Copy out each line of the entries where the word "black" is present.

══ Data under study

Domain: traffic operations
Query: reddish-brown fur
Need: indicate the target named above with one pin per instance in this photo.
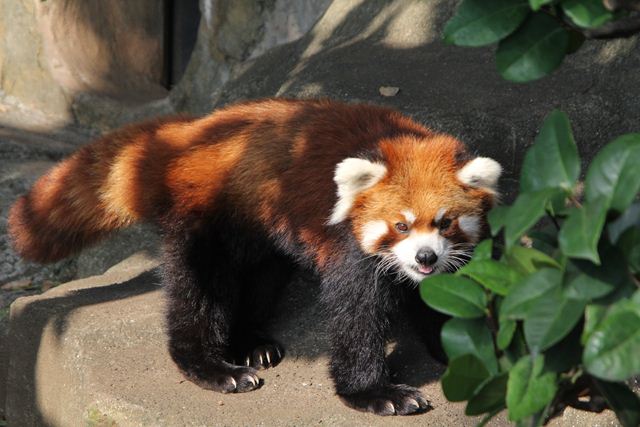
(261, 157)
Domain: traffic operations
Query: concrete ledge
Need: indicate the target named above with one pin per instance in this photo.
(93, 352)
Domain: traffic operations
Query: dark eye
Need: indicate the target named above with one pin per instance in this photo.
(402, 227)
(444, 223)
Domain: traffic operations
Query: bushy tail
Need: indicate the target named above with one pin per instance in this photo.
(95, 191)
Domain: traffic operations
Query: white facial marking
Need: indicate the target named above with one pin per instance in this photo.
(352, 176)
(409, 216)
(372, 232)
(470, 225)
(481, 172)
(407, 249)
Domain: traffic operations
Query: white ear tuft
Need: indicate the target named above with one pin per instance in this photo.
(481, 172)
(353, 175)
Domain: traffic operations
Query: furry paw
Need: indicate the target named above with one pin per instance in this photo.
(226, 378)
(392, 399)
(264, 356)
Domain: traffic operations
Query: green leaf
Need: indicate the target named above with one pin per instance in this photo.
(612, 349)
(453, 295)
(489, 397)
(505, 333)
(581, 231)
(482, 22)
(496, 218)
(623, 401)
(552, 161)
(528, 208)
(613, 173)
(462, 377)
(493, 275)
(585, 280)
(629, 244)
(529, 388)
(629, 218)
(537, 4)
(529, 260)
(525, 294)
(534, 50)
(593, 315)
(566, 354)
(484, 250)
(550, 319)
(576, 40)
(469, 336)
(586, 13)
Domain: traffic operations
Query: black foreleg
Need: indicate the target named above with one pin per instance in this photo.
(202, 284)
(359, 308)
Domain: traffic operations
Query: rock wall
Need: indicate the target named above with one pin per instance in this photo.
(102, 64)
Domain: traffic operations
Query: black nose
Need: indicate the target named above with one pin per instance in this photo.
(426, 256)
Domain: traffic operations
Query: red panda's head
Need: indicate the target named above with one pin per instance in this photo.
(420, 204)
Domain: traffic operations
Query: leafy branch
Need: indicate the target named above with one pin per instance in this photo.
(555, 323)
(534, 36)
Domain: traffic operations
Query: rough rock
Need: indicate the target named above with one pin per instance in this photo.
(95, 350)
(358, 46)
(53, 50)
(101, 64)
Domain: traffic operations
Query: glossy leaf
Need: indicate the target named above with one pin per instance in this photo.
(529, 388)
(525, 295)
(453, 295)
(613, 174)
(629, 218)
(586, 13)
(629, 245)
(490, 396)
(585, 280)
(593, 315)
(483, 250)
(581, 231)
(525, 213)
(482, 22)
(612, 349)
(550, 319)
(505, 333)
(463, 375)
(623, 401)
(496, 276)
(496, 218)
(552, 161)
(534, 50)
(529, 260)
(566, 354)
(469, 336)
(537, 4)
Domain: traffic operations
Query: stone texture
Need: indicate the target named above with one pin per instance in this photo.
(53, 50)
(96, 347)
(233, 31)
(358, 46)
(100, 64)
(98, 353)
(95, 350)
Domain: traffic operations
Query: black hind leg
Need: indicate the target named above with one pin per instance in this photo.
(262, 285)
(202, 280)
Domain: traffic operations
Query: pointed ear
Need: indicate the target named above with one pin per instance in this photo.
(352, 176)
(481, 172)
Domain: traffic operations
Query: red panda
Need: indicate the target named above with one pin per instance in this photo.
(363, 196)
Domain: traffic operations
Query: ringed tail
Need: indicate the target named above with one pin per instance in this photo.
(96, 190)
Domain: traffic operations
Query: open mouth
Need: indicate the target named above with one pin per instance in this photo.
(424, 269)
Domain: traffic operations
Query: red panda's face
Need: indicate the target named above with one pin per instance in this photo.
(421, 210)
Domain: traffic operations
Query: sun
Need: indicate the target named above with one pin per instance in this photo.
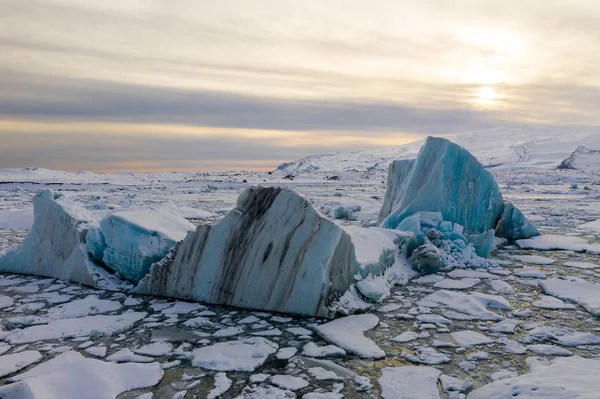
(487, 94)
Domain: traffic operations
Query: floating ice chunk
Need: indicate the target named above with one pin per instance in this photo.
(582, 265)
(55, 246)
(454, 384)
(529, 272)
(446, 178)
(6, 302)
(549, 350)
(129, 241)
(286, 353)
(272, 252)
(475, 304)
(501, 287)
(242, 355)
(461, 284)
(222, 385)
(289, 382)
(373, 288)
(97, 351)
(426, 355)
(534, 259)
(398, 175)
(313, 350)
(575, 290)
(347, 332)
(426, 259)
(555, 242)
(562, 336)
(159, 348)
(125, 355)
(406, 336)
(409, 382)
(72, 376)
(470, 338)
(550, 302)
(68, 328)
(514, 225)
(506, 326)
(571, 377)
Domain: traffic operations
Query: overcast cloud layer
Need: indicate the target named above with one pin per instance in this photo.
(213, 85)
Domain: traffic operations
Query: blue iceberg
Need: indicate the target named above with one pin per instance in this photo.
(447, 180)
(130, 241)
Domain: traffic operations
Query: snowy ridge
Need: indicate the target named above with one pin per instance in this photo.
(506, 147)
(582, 159)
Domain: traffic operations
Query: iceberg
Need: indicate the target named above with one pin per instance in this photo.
(398, 174)
(55, 247)
(272, 252)
(447, 189)
(130, 241)
(514, 225)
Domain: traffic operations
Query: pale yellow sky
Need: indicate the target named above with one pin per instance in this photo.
(204, 84)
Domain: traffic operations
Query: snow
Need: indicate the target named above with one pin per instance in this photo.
(549, 302)
(126, 355)
(409, 382)
(549, 350)
(129, 241)
(222, 385)
(242, 355)
(470, 338)
(534, 259)
(286, 353)
(182, 308)
(513, 225)
(97, 351)
(313, 350)
(72, 376)
(575, 290)
(348, 333)
(289, 382)
(562, 336)
(406, 336)
(16, 219)
(67, 328)
(475, 304)
(503, 148)
(572, 377)
(6, 302)
(12, 363)
(582, 265)
(582, 159)
(55, 246)
(461, 284)
(276, 248)
(454, 384)
(549, 242)
(155, 349)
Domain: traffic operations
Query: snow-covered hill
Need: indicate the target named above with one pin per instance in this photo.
(506, 147)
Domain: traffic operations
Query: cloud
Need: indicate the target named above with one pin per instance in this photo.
(51, 98)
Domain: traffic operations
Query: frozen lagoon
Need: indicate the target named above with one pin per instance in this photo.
(545, 196)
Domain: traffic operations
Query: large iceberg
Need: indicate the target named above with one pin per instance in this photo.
(447, 179)
(55, 246)
(130, 241)
(273, 252)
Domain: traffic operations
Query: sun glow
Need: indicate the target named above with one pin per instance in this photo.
(486, 95)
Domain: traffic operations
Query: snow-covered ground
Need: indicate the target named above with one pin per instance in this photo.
(443, 336)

════

Result of the task:
Query: black foreleg
Query: black nose
Query: black hind leg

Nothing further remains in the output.